DIRECTIONS
Pick out each line in these entries that contains the string "spot".

Dataset entries
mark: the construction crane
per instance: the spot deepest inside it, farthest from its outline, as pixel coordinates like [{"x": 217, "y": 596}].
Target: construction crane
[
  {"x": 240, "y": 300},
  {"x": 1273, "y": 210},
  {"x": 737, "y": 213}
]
---
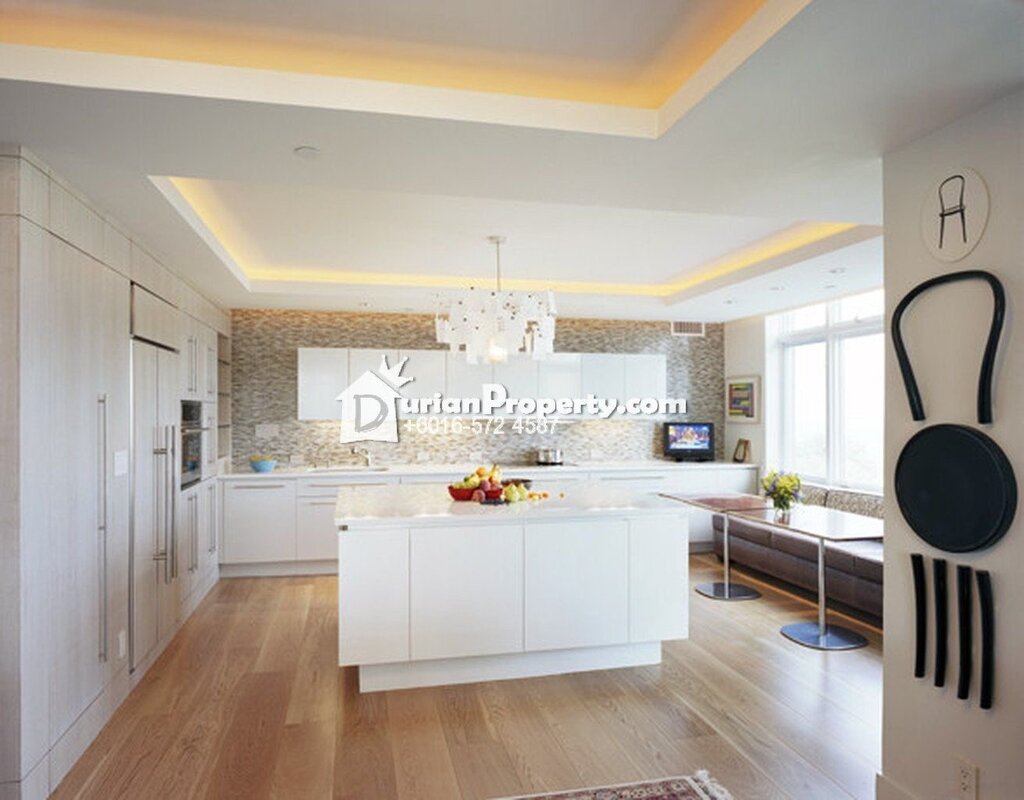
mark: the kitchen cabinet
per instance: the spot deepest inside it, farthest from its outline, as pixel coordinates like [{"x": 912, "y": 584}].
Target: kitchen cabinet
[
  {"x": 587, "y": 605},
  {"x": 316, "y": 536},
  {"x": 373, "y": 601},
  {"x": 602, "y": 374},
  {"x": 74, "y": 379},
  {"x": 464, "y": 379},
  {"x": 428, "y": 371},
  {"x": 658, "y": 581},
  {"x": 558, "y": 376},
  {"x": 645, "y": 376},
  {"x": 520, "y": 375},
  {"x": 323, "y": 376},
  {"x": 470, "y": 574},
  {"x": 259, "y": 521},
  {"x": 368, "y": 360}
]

ANSWER TO THE PROBLEM
per instance: the spot deepest inside it, farthest from its outline, as pixel coordinates like [{"x": 217, "y": 596}].
per instance: the spot deepest inside it, farthest from its outline, as pixel coordinates like [{"x": 912, "y": 584}].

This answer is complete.